▶ _THE PROBLEM_
Which lines of the listing below contain the word "nose"? Return them.

--- SOURCE DATA Enclosed Below ---

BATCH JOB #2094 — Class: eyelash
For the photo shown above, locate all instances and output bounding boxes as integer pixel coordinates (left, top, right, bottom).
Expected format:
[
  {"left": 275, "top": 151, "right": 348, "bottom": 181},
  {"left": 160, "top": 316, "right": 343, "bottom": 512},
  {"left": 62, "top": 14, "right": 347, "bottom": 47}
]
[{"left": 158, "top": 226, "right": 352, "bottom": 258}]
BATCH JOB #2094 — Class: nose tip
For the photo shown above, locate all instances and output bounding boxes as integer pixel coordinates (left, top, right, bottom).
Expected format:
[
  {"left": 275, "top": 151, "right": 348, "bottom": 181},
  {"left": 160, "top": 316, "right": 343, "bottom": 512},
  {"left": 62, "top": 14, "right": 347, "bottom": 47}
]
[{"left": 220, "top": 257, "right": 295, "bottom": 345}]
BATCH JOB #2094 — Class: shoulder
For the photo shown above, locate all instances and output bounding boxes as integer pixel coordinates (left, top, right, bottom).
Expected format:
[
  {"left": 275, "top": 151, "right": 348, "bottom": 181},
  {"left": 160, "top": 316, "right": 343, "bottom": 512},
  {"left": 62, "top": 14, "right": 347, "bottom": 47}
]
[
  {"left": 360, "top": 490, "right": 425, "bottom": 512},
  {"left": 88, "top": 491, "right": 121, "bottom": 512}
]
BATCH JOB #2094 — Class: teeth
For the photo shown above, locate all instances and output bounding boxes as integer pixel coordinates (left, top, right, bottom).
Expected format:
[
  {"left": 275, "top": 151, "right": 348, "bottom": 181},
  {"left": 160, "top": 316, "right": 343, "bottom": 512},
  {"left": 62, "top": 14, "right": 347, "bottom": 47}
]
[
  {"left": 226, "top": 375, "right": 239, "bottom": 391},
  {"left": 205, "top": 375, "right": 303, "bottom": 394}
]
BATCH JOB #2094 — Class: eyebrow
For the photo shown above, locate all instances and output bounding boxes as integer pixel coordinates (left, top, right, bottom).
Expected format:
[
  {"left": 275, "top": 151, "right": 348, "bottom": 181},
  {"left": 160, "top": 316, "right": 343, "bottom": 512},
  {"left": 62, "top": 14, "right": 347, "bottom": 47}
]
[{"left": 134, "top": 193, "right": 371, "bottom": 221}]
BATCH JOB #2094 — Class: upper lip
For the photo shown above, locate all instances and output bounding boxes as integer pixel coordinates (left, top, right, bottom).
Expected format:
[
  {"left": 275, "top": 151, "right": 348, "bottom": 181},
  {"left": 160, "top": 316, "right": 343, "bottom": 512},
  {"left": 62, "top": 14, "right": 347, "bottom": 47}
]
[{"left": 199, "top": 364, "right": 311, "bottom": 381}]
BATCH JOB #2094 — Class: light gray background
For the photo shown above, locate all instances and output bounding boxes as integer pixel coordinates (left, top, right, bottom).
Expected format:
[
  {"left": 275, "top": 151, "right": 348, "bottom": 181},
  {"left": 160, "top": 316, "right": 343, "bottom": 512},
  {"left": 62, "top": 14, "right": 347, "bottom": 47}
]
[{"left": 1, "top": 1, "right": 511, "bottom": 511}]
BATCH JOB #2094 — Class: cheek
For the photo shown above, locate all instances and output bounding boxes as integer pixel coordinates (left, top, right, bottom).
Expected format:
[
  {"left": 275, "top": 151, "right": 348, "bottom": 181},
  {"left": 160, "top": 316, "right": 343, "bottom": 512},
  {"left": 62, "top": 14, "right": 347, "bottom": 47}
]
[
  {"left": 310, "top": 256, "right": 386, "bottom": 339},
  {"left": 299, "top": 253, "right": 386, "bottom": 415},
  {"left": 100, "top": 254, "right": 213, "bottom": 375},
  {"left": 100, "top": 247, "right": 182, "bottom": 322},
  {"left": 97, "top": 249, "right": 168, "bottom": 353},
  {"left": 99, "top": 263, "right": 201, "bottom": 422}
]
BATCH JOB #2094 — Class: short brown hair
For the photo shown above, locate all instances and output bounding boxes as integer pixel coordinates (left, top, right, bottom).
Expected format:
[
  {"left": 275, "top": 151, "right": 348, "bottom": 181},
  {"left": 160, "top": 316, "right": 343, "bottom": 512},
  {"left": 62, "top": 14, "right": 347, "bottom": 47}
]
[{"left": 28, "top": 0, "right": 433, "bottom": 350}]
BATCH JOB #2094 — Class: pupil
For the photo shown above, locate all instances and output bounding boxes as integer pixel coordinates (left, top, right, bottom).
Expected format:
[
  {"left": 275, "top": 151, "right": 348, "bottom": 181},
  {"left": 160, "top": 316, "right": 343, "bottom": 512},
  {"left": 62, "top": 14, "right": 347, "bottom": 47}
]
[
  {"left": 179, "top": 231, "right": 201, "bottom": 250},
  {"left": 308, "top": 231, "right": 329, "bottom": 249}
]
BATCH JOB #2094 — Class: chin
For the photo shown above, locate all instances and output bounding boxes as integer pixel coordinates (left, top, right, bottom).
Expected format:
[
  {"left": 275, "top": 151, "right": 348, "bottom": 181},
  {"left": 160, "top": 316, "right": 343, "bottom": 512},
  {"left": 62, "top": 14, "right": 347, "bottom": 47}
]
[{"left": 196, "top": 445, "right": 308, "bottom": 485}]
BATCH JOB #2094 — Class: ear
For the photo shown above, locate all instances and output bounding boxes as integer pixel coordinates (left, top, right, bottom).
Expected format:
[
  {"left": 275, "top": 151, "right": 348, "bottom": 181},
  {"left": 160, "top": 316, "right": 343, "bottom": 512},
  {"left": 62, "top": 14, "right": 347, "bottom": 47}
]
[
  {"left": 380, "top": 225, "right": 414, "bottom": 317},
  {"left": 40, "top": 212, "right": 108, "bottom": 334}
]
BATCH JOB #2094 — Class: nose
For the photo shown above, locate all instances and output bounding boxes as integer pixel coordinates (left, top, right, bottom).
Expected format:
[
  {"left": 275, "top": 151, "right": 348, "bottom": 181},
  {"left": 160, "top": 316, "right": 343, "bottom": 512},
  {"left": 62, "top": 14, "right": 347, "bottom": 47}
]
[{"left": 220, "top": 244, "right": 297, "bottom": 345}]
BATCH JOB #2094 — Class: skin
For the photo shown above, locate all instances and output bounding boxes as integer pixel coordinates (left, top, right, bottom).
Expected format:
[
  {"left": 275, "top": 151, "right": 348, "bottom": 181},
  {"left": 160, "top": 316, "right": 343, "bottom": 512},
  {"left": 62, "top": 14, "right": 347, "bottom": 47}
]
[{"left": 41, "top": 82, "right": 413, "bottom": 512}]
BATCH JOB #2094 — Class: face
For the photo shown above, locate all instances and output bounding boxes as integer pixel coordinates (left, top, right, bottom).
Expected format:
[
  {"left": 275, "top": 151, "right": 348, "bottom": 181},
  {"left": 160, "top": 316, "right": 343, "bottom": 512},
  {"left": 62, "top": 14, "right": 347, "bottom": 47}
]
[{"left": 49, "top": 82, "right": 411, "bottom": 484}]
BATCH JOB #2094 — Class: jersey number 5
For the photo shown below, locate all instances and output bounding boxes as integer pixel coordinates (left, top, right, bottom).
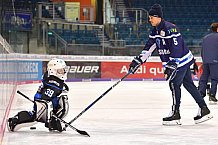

--- End of Enclosed SOURCE DATA ---

▶ _RESPONSE AREA_
BATCH JOB #2094 — Class: nose tip
BATCH JOB #2094 — Class: nose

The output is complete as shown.